• [WHAT IS BEING ASKED]
Beginning with the line that contains "Mark the region of each instance of the jumping", extract each line through the end of the listing below, with no additions or omissions.

[Saved data entries]
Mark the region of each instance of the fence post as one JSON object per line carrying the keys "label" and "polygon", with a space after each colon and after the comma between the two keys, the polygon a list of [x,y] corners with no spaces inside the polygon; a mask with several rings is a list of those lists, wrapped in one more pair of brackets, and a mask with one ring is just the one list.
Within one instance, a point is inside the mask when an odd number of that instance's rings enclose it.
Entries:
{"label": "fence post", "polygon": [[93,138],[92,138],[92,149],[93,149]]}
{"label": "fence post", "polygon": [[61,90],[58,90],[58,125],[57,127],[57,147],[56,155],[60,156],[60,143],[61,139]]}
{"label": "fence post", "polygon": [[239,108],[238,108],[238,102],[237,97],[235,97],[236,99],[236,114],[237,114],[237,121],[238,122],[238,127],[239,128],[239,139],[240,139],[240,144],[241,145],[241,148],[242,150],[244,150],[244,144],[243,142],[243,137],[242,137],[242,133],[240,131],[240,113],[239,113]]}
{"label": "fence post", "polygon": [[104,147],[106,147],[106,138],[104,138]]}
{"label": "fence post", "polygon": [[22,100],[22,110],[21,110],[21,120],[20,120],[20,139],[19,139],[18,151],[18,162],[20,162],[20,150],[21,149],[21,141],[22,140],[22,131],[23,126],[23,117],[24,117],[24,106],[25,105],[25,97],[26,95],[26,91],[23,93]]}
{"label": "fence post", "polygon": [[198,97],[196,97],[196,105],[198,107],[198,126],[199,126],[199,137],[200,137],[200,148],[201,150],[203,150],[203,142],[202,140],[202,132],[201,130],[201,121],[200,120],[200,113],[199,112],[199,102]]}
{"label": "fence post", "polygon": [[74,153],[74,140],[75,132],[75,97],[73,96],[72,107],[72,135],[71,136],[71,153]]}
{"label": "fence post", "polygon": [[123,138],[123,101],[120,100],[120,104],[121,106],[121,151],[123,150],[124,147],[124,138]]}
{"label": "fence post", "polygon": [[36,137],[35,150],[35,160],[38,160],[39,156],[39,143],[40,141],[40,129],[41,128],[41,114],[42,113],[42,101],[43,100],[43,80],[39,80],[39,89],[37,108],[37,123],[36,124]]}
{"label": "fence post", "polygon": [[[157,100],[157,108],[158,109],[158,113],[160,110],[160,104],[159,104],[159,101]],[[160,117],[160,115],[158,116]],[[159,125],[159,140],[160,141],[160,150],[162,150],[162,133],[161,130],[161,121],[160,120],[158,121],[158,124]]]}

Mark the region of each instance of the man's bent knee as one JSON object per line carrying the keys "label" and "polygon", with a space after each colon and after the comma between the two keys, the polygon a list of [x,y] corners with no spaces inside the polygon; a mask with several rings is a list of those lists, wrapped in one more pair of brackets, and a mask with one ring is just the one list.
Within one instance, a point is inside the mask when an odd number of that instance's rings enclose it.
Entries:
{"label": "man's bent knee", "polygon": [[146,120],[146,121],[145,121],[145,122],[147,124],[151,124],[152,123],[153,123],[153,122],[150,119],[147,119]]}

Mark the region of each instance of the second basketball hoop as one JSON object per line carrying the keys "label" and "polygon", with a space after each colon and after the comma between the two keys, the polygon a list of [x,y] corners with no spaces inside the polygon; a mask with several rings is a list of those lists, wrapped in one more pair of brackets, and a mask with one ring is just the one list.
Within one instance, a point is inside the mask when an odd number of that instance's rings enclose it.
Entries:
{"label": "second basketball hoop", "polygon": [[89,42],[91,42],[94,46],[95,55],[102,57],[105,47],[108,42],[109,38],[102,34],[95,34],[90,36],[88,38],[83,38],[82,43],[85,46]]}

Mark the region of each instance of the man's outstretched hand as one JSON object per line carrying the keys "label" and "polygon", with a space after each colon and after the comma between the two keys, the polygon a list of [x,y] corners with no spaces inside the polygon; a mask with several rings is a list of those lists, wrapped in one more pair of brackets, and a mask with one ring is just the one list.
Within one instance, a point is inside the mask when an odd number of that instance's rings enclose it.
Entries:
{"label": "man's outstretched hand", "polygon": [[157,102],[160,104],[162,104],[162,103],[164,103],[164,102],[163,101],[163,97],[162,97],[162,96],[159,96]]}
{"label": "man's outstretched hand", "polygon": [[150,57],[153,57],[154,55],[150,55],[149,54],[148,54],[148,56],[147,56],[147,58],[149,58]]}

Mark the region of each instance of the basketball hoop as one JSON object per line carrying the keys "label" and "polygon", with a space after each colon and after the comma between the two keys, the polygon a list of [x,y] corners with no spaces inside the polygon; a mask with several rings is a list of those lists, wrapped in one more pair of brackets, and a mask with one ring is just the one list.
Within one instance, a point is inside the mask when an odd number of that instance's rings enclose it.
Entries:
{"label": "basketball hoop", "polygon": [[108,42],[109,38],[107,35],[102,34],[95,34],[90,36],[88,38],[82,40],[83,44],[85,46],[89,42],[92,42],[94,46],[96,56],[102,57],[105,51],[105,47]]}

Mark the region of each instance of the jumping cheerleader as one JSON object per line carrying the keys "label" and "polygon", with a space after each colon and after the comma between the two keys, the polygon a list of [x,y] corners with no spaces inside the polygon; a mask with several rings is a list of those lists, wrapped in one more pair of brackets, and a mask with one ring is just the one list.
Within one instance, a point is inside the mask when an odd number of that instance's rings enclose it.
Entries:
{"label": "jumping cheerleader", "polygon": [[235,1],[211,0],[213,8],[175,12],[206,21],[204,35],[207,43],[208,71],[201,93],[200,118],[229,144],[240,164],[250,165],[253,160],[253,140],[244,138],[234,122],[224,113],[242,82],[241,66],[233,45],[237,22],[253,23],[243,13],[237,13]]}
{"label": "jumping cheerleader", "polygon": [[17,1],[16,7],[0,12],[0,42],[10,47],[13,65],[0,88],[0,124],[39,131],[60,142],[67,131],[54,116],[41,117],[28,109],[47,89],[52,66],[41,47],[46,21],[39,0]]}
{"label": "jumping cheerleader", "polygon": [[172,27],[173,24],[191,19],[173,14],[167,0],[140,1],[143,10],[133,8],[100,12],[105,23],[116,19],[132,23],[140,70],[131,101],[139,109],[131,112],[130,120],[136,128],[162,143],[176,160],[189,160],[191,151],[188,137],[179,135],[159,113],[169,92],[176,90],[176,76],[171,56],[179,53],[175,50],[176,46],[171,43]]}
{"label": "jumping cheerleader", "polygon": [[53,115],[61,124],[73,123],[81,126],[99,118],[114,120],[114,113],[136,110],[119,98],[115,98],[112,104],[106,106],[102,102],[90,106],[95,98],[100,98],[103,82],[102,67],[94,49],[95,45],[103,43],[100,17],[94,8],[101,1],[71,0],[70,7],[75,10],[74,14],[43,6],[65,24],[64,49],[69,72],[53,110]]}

• [TASK ANSWER]
Mark the region of each instance of the jumping cheerleader as one JSON object per line carrying the keys "label" and "polygon", with a space after each colon and after the comma between the two keys, the polygon a list of [x,y] corners with no spaces inside the polygon; a mask with several rings is a list of those lists, wrapped in one more pair of brackets, and a mask with one ring is just the one list.
Within one instance, a point is inside the mask when an odd number of that instance's rings enclose it.
Entries:
{"label": "jumping cheerleader", "polygon": [[235,1],[211,0],[213,8],[175,12],[206,21],[204,35],[207,43],[208,71],[201,93],[200,118],[229,144],[240,164],[250,165],[253,160],[253,140],[244,138],[234,122],[224,113],[242,82],[241,66],[233,45],[237,22],[253,23],[243,13],[237,13]]}
{"label": "jumping cheerleader", "polygon": [[17,1],[16,7],[0,12],[0,42],[10,47],[13,65],[0,88],[0,124],[39,131],[60,142],[67,131],[54,116],[41,117],[28,109],[47,89],[52,66],[41,47],[46,21],[39,0]]}
{"label": "jumping cheerleader", "polygon": [[172,27],[173,24],[191,19],[173,14],[167,0],[140,1],[143,10],[133,8],[100,12],[105,23],[116,19],[132,23],[140,70],[131,101],[139,109],[131,112],[130,120],[136,128],[162,143],[176,160],[189,160],[191,151],[188,137],[179,135],[159,113],[169,92],[176,90],[176,76],[171,56],[179,53],[175,50],[176,46],[171,43]]}
{"label": "jumping cheerleader", "polygon": [[53,115],[61,124],[73,123],[81,126],[99,118],[114,120],[114,113],[136,110],[119,98],[115,98],[112,104],[106,106],[102,102],[90,106],[95,98],[100,98],[103,82],[102,67],[94,49],[95,45],[103,43],[100,17],[94,8],[101,1],[71,0],[70,7],[75,10],[74,14],[43,6],[65,24],[64,49],[69,72],[53,110]]}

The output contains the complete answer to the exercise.